[Opening GIVEN TEXT section]

The majority of cultivated plant species, with few exceptions ( e.g. cereals and hemp ), need insects to accomplish it.

Domesticated honeybees pollinate plants which provide up to a third of our food supply.

Honeybees are good pollinators because of their number and cooperative colonies. In their quest for nectar and pollen, they carry pollen from flower to flower.

Some crops like pumpkins and watermelons depend almost entirely on honeybees.

U.S. honeybee numbers are decreasing due to an invasive alien mite
that feeds on the bees and their larvae.

"We don't have the huge numbers of them that we used to," said Sarah Greenleaf, a postdoctoral researcher at UC Davis

"There have been years where there weren't enough honeybees to rent to pollinate some crops."

In a new study, she revealed that the insects are up to five times more efficient when wild bees occur in the same fields.

"As honeybees become more scarce, it becomes more important to have better pollinators," said Greenleaf.

She studied for two years honeybees' pollinating efficiency in sunflower crops on farms in Yolo County, California, near UC Davis.

Wild bees are much less efficient than honeybees to crop pollination.

But where wild bees were abundant, honeybees were much more effective in pollinating.

[Closing GIVEN TEXT section]
[Opening AVAILABLE DATA section]

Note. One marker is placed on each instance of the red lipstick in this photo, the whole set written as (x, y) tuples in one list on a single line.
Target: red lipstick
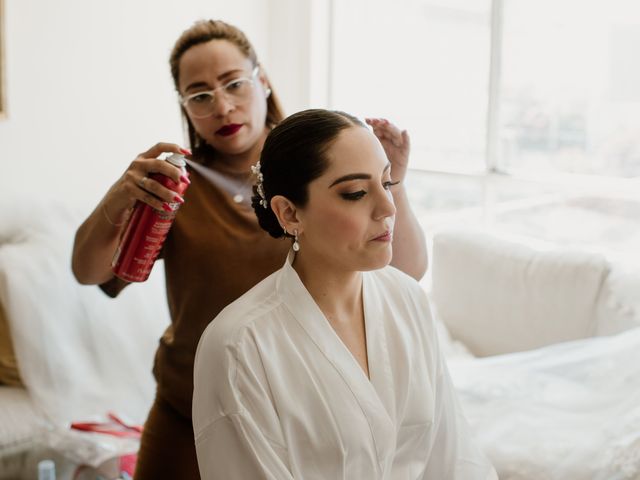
[(230, 129), (385, 237)]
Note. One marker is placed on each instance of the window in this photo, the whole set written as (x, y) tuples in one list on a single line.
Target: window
[(570, 87), (423, 65)]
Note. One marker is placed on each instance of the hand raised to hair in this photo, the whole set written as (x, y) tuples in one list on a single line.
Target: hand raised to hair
[(396, 145)]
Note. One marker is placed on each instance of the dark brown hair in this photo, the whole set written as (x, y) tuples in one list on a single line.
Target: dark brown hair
[(293, 155), (204, 31)]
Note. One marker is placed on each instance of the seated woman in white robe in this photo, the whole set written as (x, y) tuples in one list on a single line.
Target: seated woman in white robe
[(330, 367)]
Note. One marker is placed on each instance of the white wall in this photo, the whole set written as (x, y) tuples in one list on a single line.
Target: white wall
[(89, 87)]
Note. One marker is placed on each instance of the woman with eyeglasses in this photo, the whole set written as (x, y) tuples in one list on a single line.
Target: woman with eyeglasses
[(215, 250)]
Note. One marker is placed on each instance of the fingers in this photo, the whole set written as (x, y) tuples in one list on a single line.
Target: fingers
[(155, 194), (163, 147), (385, 130), (138, 184)]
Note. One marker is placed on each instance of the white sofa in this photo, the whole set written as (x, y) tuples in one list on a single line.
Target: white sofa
[(549, 376), (536, 414), (79, 353)]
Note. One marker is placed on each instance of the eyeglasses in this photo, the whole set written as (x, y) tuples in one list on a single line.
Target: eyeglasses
[(237, 91)]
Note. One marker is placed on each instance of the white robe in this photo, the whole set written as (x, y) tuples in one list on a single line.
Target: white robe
[(279, 396)]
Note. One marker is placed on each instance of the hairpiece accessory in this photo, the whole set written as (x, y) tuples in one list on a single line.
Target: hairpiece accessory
[(296, 245), (259, 188)]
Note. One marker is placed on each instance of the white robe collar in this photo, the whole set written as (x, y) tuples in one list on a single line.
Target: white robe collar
[(376, 396)]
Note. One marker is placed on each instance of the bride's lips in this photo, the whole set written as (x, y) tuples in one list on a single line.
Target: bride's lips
[(384, 237), (229, 129)]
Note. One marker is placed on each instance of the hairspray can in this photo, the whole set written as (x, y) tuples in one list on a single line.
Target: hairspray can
[(146, 231)]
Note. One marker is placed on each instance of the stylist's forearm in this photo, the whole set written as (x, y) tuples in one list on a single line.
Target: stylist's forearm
[(409, 246)]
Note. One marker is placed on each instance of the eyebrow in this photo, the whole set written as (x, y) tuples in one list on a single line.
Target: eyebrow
[(227, 74), (357, 176)]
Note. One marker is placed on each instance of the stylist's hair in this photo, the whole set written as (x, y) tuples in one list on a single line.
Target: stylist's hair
[(294, 154), (204, 31)]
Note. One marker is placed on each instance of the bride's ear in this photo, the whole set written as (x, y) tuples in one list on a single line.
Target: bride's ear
[(287, 214)]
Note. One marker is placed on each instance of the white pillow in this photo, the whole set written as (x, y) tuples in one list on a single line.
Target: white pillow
[(497, 296), (79, 352)]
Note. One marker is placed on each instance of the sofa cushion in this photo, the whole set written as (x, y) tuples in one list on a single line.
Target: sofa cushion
[(498, 296), (80, 353), (9, 374)]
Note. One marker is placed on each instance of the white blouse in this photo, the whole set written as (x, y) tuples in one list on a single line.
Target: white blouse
[(279, 396)]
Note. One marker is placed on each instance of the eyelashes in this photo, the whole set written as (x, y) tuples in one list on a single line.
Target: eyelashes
[(353, 196)]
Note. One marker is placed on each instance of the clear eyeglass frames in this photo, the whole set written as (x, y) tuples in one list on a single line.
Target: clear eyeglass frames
[(237, 91)]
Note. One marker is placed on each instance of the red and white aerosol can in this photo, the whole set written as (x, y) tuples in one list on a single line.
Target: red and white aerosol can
[(147, 230)]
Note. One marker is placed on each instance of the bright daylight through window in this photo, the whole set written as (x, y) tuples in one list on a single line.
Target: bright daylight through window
[(524, 115)]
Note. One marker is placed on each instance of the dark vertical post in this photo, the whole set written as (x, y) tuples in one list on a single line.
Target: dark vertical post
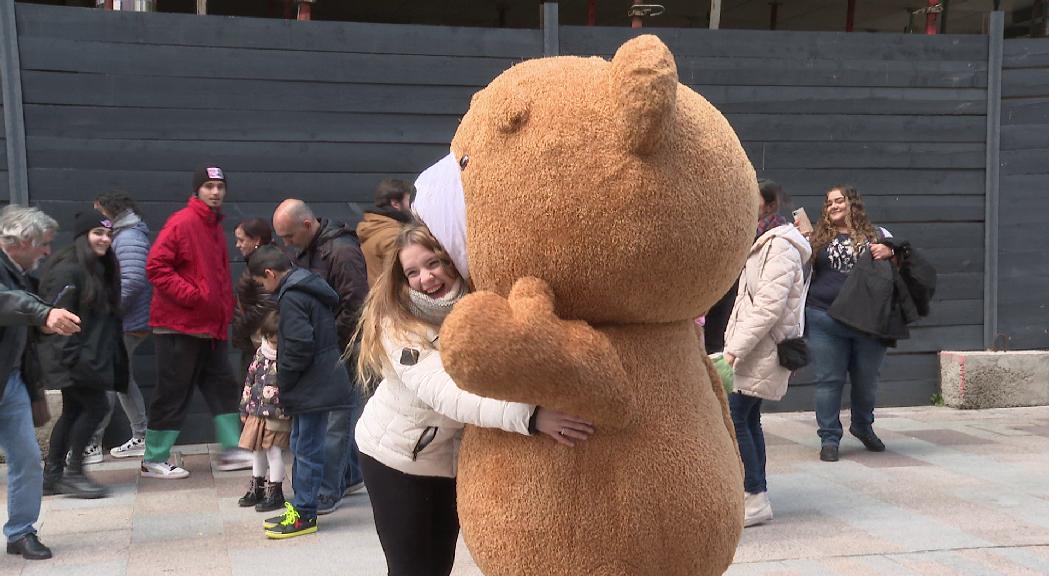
[(996, 41), (11, 75), (551, 44)]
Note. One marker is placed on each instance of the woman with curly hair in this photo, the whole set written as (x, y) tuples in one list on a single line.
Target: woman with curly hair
[(842, 233)]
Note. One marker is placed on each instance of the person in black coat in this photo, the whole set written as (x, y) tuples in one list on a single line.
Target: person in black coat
[(85, 278), (309, 377)]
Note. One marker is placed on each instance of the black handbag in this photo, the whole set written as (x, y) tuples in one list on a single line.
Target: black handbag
[(793, 354)]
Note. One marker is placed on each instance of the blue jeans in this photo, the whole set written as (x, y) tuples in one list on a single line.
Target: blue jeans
[(838, 350), (747, 419), (307, 447), (25, 477), (341, 466)]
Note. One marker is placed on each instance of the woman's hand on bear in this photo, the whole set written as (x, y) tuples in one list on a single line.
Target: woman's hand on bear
[(563, 428)]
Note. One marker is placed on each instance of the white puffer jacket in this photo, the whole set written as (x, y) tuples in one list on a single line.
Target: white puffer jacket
[(414, 420), (768, 310)]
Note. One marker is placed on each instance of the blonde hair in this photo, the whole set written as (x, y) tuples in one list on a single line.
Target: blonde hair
[(386, 311), (859, 227)]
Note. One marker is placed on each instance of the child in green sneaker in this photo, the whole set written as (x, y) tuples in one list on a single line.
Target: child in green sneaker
[(266, 428), (311, 379)]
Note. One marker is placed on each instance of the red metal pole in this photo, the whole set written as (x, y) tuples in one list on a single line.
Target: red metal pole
[(930, 26)]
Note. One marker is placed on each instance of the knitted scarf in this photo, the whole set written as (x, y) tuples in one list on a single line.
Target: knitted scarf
[(433, 311)]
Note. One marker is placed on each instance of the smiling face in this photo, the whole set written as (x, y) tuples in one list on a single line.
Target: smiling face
[(245, 243), (212, 193), (425, 271), (100, 239), (836, 207)]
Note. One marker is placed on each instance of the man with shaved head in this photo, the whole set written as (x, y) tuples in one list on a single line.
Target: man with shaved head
[(333, 252)]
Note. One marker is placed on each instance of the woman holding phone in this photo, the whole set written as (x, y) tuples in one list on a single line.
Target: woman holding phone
[(84, 278)]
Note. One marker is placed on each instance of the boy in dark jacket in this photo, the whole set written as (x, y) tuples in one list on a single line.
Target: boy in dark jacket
[(309, 377)]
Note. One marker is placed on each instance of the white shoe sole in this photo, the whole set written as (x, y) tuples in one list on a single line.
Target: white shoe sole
[(128, 453), (162, 475)]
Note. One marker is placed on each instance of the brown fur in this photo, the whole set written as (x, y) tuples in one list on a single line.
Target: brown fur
[(607, 206)]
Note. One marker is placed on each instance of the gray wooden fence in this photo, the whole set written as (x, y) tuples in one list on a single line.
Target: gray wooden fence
[(323, 110), (1024, 207)]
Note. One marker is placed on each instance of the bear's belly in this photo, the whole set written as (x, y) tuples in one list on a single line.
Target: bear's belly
[(661, 497)]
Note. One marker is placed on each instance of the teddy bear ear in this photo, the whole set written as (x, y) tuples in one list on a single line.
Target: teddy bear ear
[(643, 81), (512, 113)]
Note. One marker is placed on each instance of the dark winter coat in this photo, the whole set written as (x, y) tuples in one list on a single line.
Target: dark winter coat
[(335, 255), (189, 267), (19, 308), (253, 302), (309, 375), (93, 358), (131, 247)]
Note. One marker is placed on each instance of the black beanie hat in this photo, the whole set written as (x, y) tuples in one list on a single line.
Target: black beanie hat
[(88, 220), (207, 173)]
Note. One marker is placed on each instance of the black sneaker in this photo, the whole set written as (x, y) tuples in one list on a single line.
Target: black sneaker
[(870, 440), (292, 525)]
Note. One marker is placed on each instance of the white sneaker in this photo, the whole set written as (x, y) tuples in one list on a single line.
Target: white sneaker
[(163, 470), (92, 454), (134, 447), (235, 459), (757, 509)]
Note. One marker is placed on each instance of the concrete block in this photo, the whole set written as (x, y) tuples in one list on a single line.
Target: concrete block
[(972, 380)]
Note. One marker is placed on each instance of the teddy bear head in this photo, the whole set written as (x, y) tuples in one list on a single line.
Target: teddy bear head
[(627, 192)]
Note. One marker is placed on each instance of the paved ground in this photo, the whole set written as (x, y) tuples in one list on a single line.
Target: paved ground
[(959, 492)]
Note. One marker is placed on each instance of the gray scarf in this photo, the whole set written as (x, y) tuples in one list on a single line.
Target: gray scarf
[(433, 311)]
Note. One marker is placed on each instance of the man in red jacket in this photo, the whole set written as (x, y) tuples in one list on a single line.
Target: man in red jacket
[(192, 307)]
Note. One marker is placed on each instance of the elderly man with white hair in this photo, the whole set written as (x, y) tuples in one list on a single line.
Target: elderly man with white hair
[(25, 239)]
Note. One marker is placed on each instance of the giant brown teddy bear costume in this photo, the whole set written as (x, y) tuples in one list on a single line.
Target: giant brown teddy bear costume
[(606, 208)]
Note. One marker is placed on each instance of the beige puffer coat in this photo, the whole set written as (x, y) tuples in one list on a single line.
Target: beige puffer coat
[(768, 310), (415, 399)]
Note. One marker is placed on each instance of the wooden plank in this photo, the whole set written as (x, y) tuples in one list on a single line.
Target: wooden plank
[(122, 123), (782, 45), (245, 156), (1025, 52), (857, 128), (846, 101), (959, 286), (848, 154), (263, 187), (1025, 82), (1026, 135), (880, 182), (193, 62), (1025, 162), (831, 71), (39, 21), (233, 94), (1027, 110)]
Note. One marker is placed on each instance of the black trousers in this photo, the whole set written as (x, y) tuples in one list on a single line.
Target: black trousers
[(415, 519), (186, 362), (82, 411)]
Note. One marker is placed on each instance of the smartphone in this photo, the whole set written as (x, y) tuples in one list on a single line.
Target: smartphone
[(58, 297), (801, 221)]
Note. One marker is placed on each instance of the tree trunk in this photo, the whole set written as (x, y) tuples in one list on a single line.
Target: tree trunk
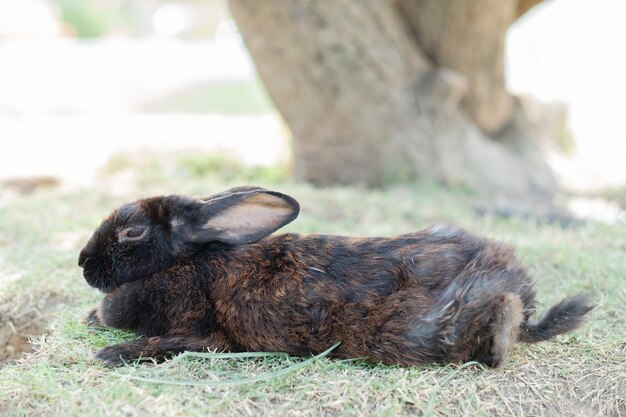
[(380, 89)]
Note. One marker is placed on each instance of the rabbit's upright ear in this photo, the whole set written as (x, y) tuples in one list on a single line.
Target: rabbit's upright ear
[(238, 216)]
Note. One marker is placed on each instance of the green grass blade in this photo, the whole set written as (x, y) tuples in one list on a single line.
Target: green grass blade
[(262, 377)]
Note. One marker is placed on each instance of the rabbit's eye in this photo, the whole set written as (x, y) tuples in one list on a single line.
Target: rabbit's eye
[(132, 234)]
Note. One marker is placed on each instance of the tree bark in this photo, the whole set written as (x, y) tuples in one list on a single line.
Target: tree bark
[(377, 89)]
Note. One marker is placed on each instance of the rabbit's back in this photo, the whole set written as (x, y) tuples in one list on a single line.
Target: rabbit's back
[(298, 293)]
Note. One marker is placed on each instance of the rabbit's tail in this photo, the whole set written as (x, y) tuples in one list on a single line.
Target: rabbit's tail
[(563, 317)]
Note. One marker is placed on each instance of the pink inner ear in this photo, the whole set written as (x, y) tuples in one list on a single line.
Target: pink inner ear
[(256, 214)]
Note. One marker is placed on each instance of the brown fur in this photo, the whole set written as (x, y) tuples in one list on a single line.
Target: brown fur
[(441, 294)]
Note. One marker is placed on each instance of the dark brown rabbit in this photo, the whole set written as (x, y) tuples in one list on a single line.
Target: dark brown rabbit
[(198, 274)]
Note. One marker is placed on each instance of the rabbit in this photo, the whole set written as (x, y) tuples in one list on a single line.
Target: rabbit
[(192, 274)]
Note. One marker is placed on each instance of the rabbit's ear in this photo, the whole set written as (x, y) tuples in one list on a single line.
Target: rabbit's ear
[(238, 216)]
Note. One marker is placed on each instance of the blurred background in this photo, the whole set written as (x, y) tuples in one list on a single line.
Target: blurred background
[(82, 81)]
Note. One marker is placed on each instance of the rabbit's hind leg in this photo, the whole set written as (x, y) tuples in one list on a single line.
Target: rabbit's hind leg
[(505, 327)]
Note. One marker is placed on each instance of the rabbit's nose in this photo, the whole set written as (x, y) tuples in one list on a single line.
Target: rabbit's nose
[(82, 258)]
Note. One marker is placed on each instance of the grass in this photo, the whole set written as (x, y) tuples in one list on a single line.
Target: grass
[(583, 373), (216, 97)]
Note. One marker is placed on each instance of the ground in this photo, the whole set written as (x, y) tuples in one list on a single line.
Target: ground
[(44, 294)]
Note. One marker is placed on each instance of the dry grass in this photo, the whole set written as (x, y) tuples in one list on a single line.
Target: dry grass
[(579, 374)]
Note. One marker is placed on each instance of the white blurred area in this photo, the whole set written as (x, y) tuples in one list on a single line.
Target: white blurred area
[(67, 104)]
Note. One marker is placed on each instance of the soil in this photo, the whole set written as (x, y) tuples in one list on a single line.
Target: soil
[(22, 320)]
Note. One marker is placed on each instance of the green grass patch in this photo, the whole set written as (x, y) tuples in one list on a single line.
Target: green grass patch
[(228, 97)]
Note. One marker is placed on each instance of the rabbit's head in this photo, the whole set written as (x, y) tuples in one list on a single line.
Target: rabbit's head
[(153, 234)]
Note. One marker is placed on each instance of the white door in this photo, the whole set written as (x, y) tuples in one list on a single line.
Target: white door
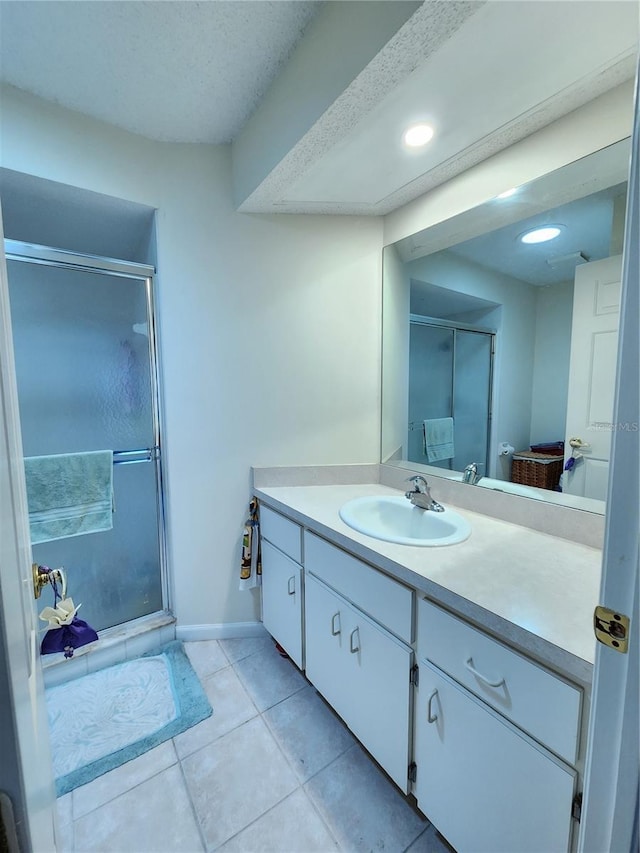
[(610, 812), (26, 773), (594, 347)]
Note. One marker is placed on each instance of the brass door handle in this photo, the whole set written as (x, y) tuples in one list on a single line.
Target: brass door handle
[(43, 575)]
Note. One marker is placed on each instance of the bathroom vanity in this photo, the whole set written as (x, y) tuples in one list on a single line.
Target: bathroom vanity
[(464, 670)]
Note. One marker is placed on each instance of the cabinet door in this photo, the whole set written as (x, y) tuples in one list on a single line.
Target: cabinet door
[(363, 672), (282, 600), (483, 785)]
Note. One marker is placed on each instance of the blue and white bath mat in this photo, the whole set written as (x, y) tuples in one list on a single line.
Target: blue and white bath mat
[(104, 719)]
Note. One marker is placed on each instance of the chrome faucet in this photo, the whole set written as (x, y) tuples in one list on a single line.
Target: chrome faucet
[(471, 473), (421, 495)]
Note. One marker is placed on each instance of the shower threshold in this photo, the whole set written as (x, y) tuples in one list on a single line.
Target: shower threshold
[(114, 645)]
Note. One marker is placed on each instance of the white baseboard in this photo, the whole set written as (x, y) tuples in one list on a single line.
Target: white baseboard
[(224, 631)]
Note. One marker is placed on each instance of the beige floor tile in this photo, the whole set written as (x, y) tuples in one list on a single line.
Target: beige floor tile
[(309, 733), (236, 779), (156, 817), (206, 657), (293, 826), (64, 837), (362, 807), (64, 807), (269, 678), (116, 782), (241, 647), (430, 842), (231, 708)]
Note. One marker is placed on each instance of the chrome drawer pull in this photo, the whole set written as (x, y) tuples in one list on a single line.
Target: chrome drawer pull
[(431, 717), (483, 678), (353, 649)]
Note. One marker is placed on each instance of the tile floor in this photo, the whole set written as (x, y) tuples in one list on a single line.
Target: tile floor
[(272, 770)]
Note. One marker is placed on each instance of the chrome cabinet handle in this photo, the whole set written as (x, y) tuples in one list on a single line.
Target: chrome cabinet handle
[(431, 717), (335, 631), (352, 648), (483, 678)]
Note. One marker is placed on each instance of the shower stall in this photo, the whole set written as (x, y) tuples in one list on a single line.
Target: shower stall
[(450, 376), (86, 363)]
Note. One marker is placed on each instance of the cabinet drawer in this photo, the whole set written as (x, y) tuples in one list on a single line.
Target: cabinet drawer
[(282, 600), (486, 787), (363, 672), (281, 532), (542, 704), (381, 597)]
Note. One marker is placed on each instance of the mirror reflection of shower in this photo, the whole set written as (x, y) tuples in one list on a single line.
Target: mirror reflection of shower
[(86, 375), (450, 370)]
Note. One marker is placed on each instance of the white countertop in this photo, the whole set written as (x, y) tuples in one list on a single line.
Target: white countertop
[(534, 590)]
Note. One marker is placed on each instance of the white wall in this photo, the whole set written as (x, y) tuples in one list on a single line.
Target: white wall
[(513, 361), (269, 332), (554, 311), (395, 356)]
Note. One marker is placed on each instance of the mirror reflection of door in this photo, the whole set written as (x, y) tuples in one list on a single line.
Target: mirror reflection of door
[(450, 372), (594, 349)]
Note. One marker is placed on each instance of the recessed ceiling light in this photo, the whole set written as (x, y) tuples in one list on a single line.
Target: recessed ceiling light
[(418, 135), (540, 235)]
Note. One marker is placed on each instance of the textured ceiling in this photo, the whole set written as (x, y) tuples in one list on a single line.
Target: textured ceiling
[(315, 116), (172, 71)]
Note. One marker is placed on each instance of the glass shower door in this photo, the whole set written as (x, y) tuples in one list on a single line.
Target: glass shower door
[(85, 365)]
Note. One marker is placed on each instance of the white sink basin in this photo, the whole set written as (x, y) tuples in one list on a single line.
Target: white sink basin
[(396, 519)]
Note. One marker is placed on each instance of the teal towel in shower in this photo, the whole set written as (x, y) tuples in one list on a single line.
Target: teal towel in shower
[(69, 494), (438, 439)]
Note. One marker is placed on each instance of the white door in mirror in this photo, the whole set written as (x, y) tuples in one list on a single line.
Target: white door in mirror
[(395, 519)]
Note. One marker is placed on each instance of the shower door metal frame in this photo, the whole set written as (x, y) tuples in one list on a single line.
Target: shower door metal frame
[(63, 259), (420, 320)]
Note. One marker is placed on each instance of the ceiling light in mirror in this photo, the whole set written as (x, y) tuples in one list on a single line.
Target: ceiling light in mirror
[(471, 273), (540, 235), (418, 135)]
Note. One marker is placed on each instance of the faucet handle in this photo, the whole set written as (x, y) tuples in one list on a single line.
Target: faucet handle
[(419, 482)]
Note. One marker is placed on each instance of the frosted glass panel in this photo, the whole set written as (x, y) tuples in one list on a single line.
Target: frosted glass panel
[(430, 384), (82, 359), (116, 574), (84, 383), (471, 399)]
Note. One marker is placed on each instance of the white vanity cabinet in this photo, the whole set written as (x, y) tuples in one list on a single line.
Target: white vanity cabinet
[(490, 726), (282, 581), (357, 664)]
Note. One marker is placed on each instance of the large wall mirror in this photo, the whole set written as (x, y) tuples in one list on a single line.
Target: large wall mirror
[(501, 352)]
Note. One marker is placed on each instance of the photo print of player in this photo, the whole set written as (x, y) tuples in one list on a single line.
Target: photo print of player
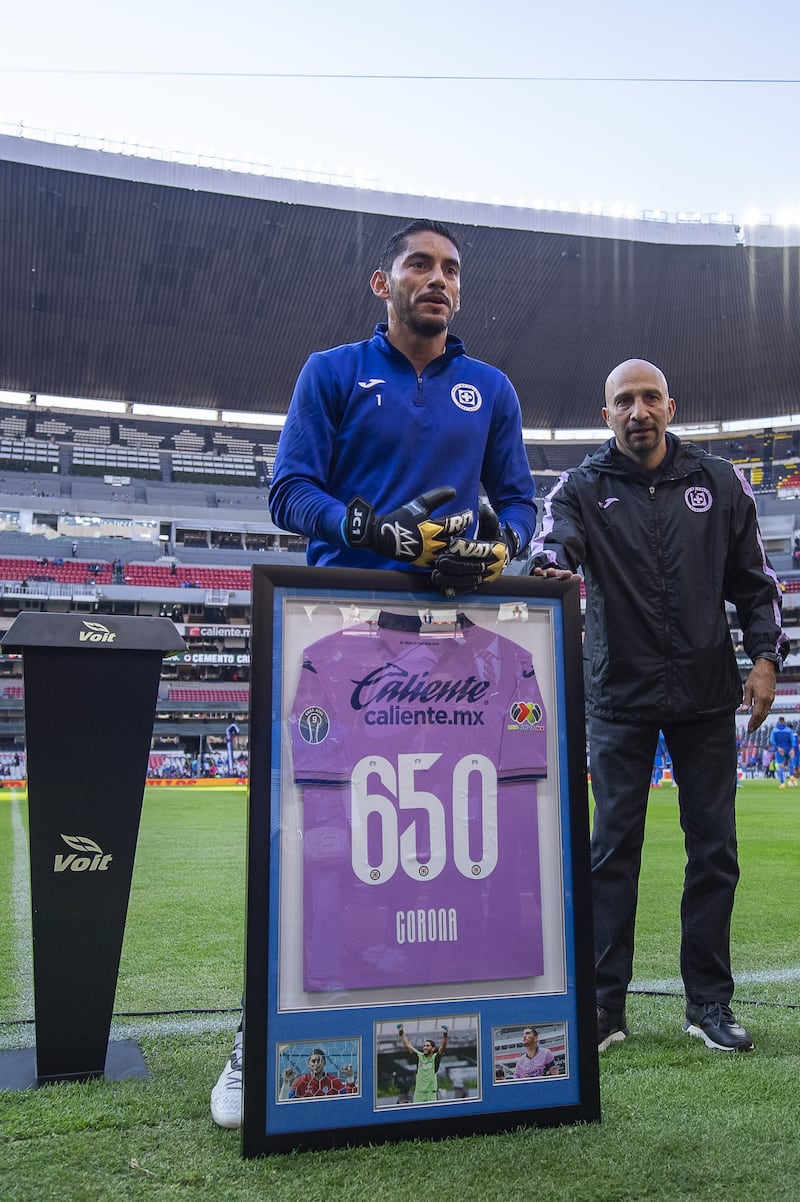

[Closing AVAILABLE DATA section]

> _APPLY WHAT YOU READ_:
1. List every plant or crop named in the passage on honeybee pollination.
2. Write a continuation of the passage on honeybee pollination, picking up after its final sentence.

> _RESULTS BY TASK_:
1. cereals, hemp, pumpkins, watermelons, sunflower

2.
There may be two reasons for this.

Male wild bees will harass worker honeybees, which are sterile females, scaring them off a neighboring flower, making them pass through more flowers than they normally would.

Secondly, female wild bees appear to drive away honeybees in the competition for protein-providing pollen.

"If there's another bee on a flower that you want to be on, it makes sense to try to knock that bee off," she said.

Frequent movement between flowers spreads pollen around more effectively.

Greenleaf and Claire Kremen, professor at UC Berkeley, calculated a gain produced by this finding of about $10 to $26-million to the sunflower industry alone.

The researchers said that farmers could benefit by establishing their fields next to natural habitats, with more wild bees, or by planting hedgerows that attract wild bees.

"If farmers were to do that, I think it could really increase their yield," Greenleaf said.